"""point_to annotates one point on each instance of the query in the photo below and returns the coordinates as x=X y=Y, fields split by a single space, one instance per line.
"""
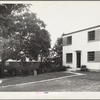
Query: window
x=69 y=57
x=91 y=35
x=69 y=40
x=91 y=56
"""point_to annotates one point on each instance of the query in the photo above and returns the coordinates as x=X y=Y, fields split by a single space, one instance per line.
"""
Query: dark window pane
x=91 y=56
x=69 y=57
x=91 y=35
x=69 y=40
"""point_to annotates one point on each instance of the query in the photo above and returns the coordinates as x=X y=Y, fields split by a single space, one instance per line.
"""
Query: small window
x=69 y=57
x=91 y=35
x=69 y=40
x=91 y=56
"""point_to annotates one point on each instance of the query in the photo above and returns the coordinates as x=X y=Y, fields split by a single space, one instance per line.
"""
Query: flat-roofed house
x=82 y=48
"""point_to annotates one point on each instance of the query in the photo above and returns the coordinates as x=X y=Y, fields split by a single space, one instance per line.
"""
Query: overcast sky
x=67 y=16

* _YOUR TASK_
From the listing above, copy out each line that contains the string "window". Matching is case-sensitive.

* _RESPONSE FOR THIS EXERCISE_
Query: window
Query: dark window pane
Query: small window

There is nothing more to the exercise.